### Prompt
Continue the C++ column on const function parameters from its last sentence.

C/C++ Contributing Editors


Uncaught Exceptions: An Alan Smithee Film

Bobby Schmidt

Of mutability, volatility, portability, and other things that go bump in the night...


Copyright © 2001 Robert H. Schmidt

To const or Not to const

Q

C++ Standard subclause 8.3.5/3 makes clear that the following declares the same function twice:

void f(int x);

// same function,
// const is ignored
void f(const int x);

Obviously, then, it doesn’t matter what order you put the declarations in:

// still the same function
// declared twice
void f(const int x);
void f(int x);

But consider what happens when the second declaration is also a definition:

// case 1: x is declared non-const
// in f1’s declaration and const
// in its definition

void f1(int x);

void f1(const int x)
    {
    x = 1; // modify x
    }

// case 2: x is declared const
// in f2’s declaration and non-const
// in its definition

void f2(const int x);

void f2(int x)
    {
    x = 2; // modify x
    }

Most of my compilers reject case 1 and accept case 2, but one does the reverse. Which is correct, and why?

Thanks — Ray DiTutto

A

My reading of the same paragraph (8.3.5/3) suggests that case 2 is okay while case 1 is not. From that paragraph:

All declarations for a function with a given parameter list shall agree exactly both in the type of the value returned and in the number and type of parameters...

The type of a function is determined using the following rules...

After producing the list of parameter types, several transformations take place upon these types to determine the function type.

Any cv-qualifier modifying a parameter type is deleted [Example: the type void(*)(const int) becomes void(*)(int) —end example] Such cv-qualifiers affect only the definition of the parameter within the body of the function; they do not affect the function type.

In case 1, the function f1 has two declarations:

void f1(int x)

void f1(const int x)

According to 8.5.3/3, the compiler ignores the const when determining f1’s type in each declaration. The compiler thus interprets the two declarations as

void f1(int x)

void f1(/*const*/ int x)

The two f1 declarations do not represent f1 overloads, but rather multiply declare the same f1 function.

As the subclause tells us, the const does affect the x parameter’s definition within the body of f1. Because x is const in that body, the statement x = 1 is in error.

### Data
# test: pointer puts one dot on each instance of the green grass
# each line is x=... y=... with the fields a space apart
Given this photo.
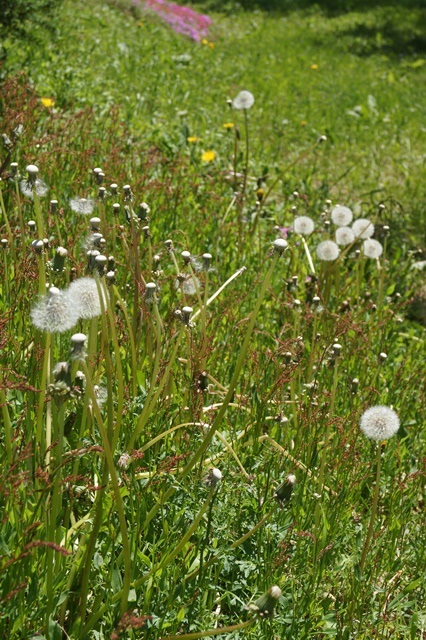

### Final result
The same analysis applies to case 2. There, the compiler considers f2 to be multiply declared as

void f2(/*const*/ int x)

void f2(int x)

In the context of f2’s body, the parameter x is (non-const) int, and the assignment x = 2 is allowed.

In general, a parameter serves two distinct roles, depending on context:

Although they don’t work in C++, I think the old K&R-style function definitions actually make the distinction more clear. In the C function definition

int f(a, b, c)
    int a;
    int b;
    int c;
    {
    /* ... */
    }

the parameter names appear twice, both as part of the function’s declarator, and as a list of local-scope objects declared just before the opening curly brace. This presentation reinforces the parameters’ dual purpose [1].

Mon Dieu! An Actual C Question

Q

Bobby,

My question is about Standard C, not C++.

Consider this code:

void f1(void *p);

void f2(volatile void *p)
    {
    f1(p);
    }

It compiles just fine with version 4.2 of my embedded compiler, Diab Data C. However, the newer version (4.3) issues the following error message:

'f1' : cannot convert parameter 1
from 'volatile void *' to 'void *'

I tried the code on two PC compilers (Visual C 5 and Borland C 5.5). Both produce warnings, but complete the compilation.

What behavior is “right” from the C Standard point of view?

Diab’s technical support person suggested I use the option flag -Xmismatch-warning to avoid my problem. But this option essentially eliminates type checking on pointers. With that flag on, the compiler allows the following code without errors:

void f3(short *ps)
    {
    long *pl = ps;
    }

typedef struct
    {
    int m1;
    } st1;

typedef struct
    {
    int m2;
    } st2;

void f4(st1 *p1)
    {
    st2 *p2 = p1;
    }

void f5(long l)
    {
    long *pl = l;
    }

I was amazed to find out that VC5 also compiles this code. BC5.5 compiles f3 and f4, but produces on error on f5.

For years I’ve thought that Standard C only allows three types of implicit pointer conversions (now I put this complex const/volatile issue aside):

Was I wrong ?

I know, there are two questions instead of one, but I found these questions closely related.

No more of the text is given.